**AIM OF THE TASK**
Please output the entries below from the line that contains "weathered wood plank." through the final line, reproduced exactly and alone.

**AVAILABLE RECORDS**
◆ ◆ ◆ ◆
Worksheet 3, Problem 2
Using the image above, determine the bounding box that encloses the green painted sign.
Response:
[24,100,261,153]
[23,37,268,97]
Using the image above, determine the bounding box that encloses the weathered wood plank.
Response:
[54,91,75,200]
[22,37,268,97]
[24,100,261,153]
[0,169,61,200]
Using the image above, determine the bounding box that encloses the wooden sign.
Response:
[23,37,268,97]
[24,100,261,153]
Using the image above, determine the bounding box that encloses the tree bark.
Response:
◆ ◆ ◆ ◆
**SOLVED EXERCISE**
Using the image above, determine the bounding box that encloses the weathered wood plank.
Response:
[54,91,75,200]
[22,37,268,97]
[24,100,261,153]
[0,169,61,200]
Using the image above, determine the bounding box that encloses the wooden sign.
Response:
[23,37,268,97]
[24,100,261,153]
Using the image above, determine the bounding box that encloses the tree bark.
Response:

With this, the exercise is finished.